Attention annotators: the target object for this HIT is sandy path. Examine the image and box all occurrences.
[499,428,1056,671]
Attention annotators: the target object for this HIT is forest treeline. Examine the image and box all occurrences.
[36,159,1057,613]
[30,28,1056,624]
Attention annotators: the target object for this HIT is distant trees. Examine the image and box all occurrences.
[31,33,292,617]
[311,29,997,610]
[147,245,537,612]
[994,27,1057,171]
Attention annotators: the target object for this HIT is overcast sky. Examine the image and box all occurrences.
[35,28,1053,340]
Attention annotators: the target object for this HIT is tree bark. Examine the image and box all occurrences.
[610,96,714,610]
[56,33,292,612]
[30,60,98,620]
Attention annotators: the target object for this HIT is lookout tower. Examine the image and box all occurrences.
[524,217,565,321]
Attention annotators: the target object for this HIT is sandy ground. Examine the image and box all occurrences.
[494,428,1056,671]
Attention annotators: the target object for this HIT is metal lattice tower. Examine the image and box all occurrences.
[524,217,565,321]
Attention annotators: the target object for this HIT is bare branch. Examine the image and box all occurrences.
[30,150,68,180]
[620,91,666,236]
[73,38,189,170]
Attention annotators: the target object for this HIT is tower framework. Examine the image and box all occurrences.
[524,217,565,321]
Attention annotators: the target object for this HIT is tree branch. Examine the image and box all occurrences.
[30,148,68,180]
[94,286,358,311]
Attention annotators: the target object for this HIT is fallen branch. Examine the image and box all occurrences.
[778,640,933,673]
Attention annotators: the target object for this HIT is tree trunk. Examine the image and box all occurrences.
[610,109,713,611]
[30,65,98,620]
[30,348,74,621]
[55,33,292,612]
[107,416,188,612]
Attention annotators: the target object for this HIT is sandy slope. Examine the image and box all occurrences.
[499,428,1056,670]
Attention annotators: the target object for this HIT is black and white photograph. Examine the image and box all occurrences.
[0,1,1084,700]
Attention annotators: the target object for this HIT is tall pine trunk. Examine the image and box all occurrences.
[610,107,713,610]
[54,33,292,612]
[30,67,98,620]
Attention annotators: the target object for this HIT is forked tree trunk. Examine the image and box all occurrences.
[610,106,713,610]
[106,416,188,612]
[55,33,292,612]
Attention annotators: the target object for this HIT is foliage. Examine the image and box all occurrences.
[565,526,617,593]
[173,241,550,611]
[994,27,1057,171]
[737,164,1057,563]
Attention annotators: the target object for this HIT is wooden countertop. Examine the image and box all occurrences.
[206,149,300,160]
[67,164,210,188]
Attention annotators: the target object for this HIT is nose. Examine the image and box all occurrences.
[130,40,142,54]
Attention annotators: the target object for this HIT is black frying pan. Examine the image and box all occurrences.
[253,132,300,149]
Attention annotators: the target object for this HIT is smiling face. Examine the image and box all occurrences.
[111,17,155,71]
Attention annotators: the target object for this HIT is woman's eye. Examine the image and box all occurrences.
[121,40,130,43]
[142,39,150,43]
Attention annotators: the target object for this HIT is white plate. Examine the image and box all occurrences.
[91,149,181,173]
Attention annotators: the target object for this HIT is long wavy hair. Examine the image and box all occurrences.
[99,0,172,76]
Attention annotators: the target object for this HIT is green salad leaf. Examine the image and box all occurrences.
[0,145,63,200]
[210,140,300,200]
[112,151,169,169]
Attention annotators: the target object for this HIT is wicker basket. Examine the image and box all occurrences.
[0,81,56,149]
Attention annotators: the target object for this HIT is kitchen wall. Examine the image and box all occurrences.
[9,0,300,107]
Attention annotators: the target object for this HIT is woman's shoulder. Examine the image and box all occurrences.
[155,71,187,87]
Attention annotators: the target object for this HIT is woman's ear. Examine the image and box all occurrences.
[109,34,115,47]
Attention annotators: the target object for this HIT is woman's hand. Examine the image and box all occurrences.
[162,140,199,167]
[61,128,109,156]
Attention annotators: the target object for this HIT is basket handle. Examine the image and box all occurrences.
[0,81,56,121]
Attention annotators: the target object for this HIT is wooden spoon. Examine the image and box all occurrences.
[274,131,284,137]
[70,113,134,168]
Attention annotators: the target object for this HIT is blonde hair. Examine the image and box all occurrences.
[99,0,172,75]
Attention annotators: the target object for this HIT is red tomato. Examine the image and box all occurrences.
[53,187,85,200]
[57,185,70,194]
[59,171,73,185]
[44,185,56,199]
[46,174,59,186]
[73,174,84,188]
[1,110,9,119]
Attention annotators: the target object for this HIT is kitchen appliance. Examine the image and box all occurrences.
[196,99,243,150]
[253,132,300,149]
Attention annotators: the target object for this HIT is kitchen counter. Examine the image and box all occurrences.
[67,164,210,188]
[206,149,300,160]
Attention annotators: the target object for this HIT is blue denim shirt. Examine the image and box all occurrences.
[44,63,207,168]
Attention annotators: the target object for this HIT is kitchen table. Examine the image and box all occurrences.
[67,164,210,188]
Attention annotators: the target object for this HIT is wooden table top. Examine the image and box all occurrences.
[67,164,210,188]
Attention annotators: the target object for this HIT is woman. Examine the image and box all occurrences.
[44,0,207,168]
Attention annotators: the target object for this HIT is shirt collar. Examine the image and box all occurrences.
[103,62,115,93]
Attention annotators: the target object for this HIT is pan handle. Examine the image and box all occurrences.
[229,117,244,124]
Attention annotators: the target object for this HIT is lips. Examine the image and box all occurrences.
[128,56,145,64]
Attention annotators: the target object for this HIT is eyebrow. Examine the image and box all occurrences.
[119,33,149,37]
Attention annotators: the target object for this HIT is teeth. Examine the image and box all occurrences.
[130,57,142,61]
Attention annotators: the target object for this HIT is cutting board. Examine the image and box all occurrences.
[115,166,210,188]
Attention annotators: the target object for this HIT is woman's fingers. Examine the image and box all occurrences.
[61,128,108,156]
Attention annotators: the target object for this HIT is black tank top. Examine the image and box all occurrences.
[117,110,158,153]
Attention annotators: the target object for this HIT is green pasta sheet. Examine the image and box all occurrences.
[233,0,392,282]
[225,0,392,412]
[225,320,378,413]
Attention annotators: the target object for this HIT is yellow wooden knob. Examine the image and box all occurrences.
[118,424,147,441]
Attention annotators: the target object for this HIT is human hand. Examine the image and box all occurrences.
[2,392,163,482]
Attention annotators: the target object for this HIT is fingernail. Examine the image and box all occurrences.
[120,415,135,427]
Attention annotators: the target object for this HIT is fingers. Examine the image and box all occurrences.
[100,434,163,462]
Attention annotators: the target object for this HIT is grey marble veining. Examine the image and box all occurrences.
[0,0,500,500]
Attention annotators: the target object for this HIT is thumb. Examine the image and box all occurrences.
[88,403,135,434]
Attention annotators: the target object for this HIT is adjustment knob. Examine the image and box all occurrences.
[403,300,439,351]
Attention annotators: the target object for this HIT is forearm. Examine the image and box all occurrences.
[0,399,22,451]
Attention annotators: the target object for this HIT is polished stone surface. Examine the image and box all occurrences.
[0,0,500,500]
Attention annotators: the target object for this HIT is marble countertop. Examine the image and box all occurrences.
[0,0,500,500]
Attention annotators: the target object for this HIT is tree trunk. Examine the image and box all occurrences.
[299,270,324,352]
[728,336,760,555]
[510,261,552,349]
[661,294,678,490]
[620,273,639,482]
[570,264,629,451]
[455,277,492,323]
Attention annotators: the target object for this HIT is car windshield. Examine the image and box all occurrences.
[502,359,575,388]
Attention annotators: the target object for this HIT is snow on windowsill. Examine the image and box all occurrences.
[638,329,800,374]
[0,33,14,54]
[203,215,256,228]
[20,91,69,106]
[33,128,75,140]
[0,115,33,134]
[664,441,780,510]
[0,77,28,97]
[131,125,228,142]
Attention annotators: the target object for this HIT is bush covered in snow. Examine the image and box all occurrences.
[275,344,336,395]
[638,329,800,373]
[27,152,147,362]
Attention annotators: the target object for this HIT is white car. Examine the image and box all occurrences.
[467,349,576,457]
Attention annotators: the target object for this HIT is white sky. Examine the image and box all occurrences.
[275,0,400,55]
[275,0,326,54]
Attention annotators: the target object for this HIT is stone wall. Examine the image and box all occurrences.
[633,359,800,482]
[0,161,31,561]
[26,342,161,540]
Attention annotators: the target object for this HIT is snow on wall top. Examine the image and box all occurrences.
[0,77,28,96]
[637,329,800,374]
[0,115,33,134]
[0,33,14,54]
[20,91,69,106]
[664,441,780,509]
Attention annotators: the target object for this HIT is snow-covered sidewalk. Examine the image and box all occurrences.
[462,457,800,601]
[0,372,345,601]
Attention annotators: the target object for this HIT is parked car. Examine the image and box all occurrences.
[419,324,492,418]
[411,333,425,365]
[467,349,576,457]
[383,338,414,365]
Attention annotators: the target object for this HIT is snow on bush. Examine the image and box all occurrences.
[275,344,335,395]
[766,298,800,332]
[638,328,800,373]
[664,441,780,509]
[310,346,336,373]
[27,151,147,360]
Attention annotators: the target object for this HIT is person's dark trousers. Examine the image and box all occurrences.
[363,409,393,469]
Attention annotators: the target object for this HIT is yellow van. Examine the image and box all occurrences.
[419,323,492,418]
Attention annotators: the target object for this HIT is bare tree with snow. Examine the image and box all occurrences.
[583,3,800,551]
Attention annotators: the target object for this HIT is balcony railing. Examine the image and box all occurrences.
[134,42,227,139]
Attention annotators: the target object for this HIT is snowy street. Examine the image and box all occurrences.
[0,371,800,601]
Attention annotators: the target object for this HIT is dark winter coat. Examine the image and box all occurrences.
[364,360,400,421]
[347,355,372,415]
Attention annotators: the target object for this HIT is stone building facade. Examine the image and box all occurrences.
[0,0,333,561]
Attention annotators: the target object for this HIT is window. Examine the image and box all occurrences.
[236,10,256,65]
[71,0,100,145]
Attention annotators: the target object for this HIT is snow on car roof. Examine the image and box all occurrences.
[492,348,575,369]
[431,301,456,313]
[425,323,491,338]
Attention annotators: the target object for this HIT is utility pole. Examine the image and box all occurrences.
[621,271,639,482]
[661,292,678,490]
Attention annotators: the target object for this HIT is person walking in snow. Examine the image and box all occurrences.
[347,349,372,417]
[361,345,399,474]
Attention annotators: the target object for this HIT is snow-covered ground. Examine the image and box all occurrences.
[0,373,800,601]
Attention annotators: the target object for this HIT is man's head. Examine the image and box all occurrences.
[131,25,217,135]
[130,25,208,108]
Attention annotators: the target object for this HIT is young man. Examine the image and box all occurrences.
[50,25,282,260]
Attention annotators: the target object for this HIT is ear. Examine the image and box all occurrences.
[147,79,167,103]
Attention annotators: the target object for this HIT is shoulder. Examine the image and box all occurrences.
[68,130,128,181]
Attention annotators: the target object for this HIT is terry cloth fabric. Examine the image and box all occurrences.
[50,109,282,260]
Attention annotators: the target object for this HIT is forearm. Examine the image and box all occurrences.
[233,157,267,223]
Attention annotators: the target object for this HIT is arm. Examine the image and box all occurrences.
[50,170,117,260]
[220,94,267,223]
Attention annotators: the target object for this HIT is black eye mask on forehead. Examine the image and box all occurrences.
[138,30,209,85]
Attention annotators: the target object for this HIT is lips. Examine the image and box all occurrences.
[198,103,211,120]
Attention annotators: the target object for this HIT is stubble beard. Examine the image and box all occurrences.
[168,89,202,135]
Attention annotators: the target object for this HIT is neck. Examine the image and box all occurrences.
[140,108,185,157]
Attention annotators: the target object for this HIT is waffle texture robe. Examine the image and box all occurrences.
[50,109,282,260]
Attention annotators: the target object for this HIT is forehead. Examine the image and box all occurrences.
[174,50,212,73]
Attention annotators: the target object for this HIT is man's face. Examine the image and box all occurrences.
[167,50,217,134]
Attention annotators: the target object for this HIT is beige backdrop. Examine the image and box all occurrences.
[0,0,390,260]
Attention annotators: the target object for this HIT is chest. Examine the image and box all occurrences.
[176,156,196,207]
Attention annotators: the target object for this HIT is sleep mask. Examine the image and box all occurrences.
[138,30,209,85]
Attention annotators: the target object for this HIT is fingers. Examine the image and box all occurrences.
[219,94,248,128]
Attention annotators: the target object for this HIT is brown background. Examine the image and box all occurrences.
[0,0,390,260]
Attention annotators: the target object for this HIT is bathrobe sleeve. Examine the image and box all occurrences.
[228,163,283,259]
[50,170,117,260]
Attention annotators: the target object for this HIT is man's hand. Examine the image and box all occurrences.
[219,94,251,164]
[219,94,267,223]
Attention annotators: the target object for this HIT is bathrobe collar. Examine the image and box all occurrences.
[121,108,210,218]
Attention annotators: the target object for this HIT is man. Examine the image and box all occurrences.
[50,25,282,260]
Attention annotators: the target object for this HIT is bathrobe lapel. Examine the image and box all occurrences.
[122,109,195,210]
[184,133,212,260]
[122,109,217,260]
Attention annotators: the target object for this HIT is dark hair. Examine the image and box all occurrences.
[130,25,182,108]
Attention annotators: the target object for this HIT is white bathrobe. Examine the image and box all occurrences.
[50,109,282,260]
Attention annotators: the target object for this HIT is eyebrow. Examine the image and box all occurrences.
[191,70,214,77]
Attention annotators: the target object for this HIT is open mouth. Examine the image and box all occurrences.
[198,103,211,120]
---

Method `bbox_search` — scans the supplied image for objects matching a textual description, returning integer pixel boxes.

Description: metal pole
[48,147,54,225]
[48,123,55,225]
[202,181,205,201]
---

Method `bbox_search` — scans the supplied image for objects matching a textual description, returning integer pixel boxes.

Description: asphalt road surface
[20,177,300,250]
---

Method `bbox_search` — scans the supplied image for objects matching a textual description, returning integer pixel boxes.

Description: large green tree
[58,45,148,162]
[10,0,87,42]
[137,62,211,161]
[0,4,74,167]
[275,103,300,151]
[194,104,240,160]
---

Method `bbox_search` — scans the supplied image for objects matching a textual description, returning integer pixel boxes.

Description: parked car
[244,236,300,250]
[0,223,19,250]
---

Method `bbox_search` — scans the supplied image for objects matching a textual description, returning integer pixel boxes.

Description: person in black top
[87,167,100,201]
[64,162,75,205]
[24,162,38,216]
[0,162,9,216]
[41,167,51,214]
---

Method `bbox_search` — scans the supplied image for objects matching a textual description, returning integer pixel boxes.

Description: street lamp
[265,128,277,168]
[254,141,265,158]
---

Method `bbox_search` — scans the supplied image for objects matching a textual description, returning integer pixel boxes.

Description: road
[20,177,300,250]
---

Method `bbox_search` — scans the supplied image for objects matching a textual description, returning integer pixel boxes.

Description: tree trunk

┄┄┄┄┄┄┄┄┄┄

→ **WHAT THE TASK ASKS**:
From the line holding "bathrobe. Examine the image and box all occurrences." through the last line above, reproduce each line exactly and add nothing.

→ **RESPONSE TO THIS TASK**:
Attention annotators: the target object for this HIT is white bathrobe. Examine the image and box all occurrences.
[50,109,282,260]
Attention annotators: the target object for this HIT is eyebrow. Examine the image and box all occurrences.
[191,70,214,77]
Attention annotators: the target object for this HIT is open mouth. Examine the image and box all occurrences.
[198,103,211,120]
---

Method `bbox_search` — scans the supplied image for objects matching a textual description, returning integer pixel boxes.

Description: metal pole
[48,147,54,225]
[48,123,55,225]
[202,181,205,201]
---

Method `bbox_search` — scans the supplied image for objects matching a textual description, returning integer pixel boxes.

Description: asphalt road surface
[20,177,300,250]
---

Method `bbox_search` — scans the supplied image for objects matching a textual description, returning integer pixel boxes.

Description: large green tree
[58,45,148,162]
[10,0,87,42]
[137,62,211,161]
[0,4,74,167]
[275,103,300,151]
[194,104,240,160]
---

Method `bbox_search` — scans the supplied image for objects matching a textual description, returning integer pixel boxes.

Description: parked car
[244,236,300,250]
[0,223,19,250]
---

Method `bbox_search` — scans the supplied image for objects matching a textual description, returning integer pixel boxes.

Description: person in black top
[87,167,100,201]
[64,162,75,205]
[24,162,38,216]
[0,162,9,216]
[41,167,51,214]
---

Method `bbox_search` — scans the supplied image for objects matching a textual description, returning integer pixel boxes.

Description: street lamp
[265,128,277,168]
[254,141,265,158]
---

Method `bbox_search` — scans the supplied image for objects matching a textual description, returning integer pixel boxes.

Description: road
[20,177,300,250]
---

Method `bbox_search` — scans the supplied image for objects matching a textual description, returning integer pixel boxes.

Description: tree trunk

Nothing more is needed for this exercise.